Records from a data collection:
- Opening Delimiter -

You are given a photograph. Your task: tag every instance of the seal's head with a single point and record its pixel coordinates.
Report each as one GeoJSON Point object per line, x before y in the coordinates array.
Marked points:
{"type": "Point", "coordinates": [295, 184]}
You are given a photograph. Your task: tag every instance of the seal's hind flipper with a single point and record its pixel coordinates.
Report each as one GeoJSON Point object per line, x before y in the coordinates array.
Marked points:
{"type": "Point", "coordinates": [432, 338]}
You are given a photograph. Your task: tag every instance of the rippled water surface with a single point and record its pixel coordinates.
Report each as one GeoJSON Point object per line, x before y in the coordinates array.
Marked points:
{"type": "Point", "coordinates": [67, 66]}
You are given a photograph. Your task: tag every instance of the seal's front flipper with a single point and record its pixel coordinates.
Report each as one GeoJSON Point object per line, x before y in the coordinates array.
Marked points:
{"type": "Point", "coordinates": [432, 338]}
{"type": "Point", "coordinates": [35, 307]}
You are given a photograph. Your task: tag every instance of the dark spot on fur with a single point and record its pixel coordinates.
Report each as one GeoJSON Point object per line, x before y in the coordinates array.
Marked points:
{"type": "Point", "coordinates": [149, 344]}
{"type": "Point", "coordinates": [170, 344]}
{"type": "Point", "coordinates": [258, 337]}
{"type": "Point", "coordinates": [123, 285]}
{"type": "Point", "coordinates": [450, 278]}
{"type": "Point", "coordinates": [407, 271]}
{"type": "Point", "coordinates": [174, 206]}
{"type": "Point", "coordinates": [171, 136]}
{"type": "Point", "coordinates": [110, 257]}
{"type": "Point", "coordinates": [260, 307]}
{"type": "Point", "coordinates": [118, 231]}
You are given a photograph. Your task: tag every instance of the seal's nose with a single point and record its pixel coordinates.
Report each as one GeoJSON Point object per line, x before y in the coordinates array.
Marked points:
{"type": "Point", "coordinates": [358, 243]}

- Closing Delimiter -

Please retype every entry above exactly as it stands.

You are given a photograph. Your task: tag every instance of the seal's head with a single point and record its pixel coordinates.
Report each as one GeoJSON Point object per line, x before y in the coordinates array.
Marked points:
{"type": "Point", "coordinates": [295, 184]}
You are given a photograph. Your task: tag every instance of the seal's hind flipper with a single point and record its pixel coordinates.
Report each as one GeoJSON Point object per line, x before y in the coordinates array.
Marked points:
{"type": "Point", "coordinates": [432, 338]}
You are given a photograph. Your task: tag every instance of the rippled water surface with a single point and record its pixel coordinates.
Report each as one GeoJSON Point object per line, x before y in the coordinates array.
Marked points:
{"type": "Point", "coordinates": [67, 66]}
You are given a photograph. Your task: tag every instance of the seal's front flipper with a single point and record its pixel coordinates.
Report each as one GeoJSON Point object per line, x before y in the coordinates array.
Marked points:
{"type": "Point", "coordinates": [432, 338]}
{"type": "Point", "coordinates": [35, 307]}
You are given a photograph. Your task: tag every instance of the dark spot on fur with a single point and record its pixel coordinates.
Report each as one GeoJSON Point object per line, x before y in the coordinates array.
Marked points:
{"type": "Point", "coordinates": [149, 344]}
{"type": "Point", "coordinates": [170, 344]}
{"type": "Point", "coordinates": [258, 337]}
{"type": "Point", "coordinates": [123, 285]}
{"type": "Point", "coordinates": [450, 278]}
{"type": "Point", "coordinates": [407, 271]}
{"type": "Point", "coordinates": [174, 206]}
{"type": "Point", "coordinates": [171, 136]}
{"type": "Point", "coordinates": [110, 257]}
{"type": "Point", "coordinates": [260, 307]}
{"type": "Point", "coordinates": [118, 231]}
You are given a photograph. Your task: tag every instance of the seal's nose with a single point and record its pixel coordinates.
Report each as one GeoJSON Point object per line, x before y in the coordinates array.
Marked points:
{"type": "Point", "coordinates": [358, 243]}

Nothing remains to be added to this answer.